▶ _PROBLEM REQUIREMENTS_: Write out all of the lines below in full, shifting every x and y point coordinate up by 139.

▶ _Items from a dataset_:
>>

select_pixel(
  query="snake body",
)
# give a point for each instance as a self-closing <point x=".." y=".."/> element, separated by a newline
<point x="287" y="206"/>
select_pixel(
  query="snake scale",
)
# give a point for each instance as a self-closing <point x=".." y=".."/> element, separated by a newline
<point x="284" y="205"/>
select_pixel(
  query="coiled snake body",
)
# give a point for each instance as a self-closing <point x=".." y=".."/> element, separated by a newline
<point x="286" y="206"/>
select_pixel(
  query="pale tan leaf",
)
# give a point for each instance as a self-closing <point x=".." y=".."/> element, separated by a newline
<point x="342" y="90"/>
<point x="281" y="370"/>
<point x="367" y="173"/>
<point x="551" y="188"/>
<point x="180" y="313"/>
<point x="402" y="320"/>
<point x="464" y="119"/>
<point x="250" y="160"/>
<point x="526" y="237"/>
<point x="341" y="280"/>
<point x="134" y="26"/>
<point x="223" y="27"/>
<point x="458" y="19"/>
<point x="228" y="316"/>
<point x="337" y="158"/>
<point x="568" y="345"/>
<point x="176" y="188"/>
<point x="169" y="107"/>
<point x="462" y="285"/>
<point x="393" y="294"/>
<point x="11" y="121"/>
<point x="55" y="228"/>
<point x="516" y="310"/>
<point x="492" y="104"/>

<<

▶ _FINAL ANSWER_:
select_pixel(
  query="snake body",
)
# give a point for each instance as a self-closing <point x=".." y=".."/> element, separated by a newline
<point x="426" y="345"/>
select_pixel(
  query="snake scale",
)
# give a point for each instance as a self-closing <point x=".." y=".."/> element, separated by a newline
<point x="423" y="344"/>
select_pixel(
  query="coiled snake body",
)
# give a point for each instance as a self-closing <point x=".." y=".."/> element, separated by a newline
<point x="425" y="345"/>
select_pixel(
  query="pale tan leaf",
)
# give a point for each instance as a self-closing <point x=".." y=".."/> element, separated by a newline
<point x="481" y="229"/>
<point x="420" y="509"/>
<point x="506" y="312"/>
<point x="690" y="327"/>
<point x="319" y="452"/>
<point x="541" y="459"/>
<point x="603" y="258"/>
<point x="389" y="299"/>
<point x="665" y="376"/>
<point x="480" y="419"/>
<point x="273" y="165"/>
<point x="362" y="166"/>
<point x="597" y="158"/>
<point x="367" y="455"/>
<point x="476" y="297"/>
<point x="707" y="484"/>
<point x="315" y="327"/>
<point x="308" y="246"/>
<point x="601" y="424"/>
<point x="532" y="433"/>
<point x="150" y="260"/>
<point x="194" y="367"/>
<point x="655" y="449"/>
<point x="631" y="243"/>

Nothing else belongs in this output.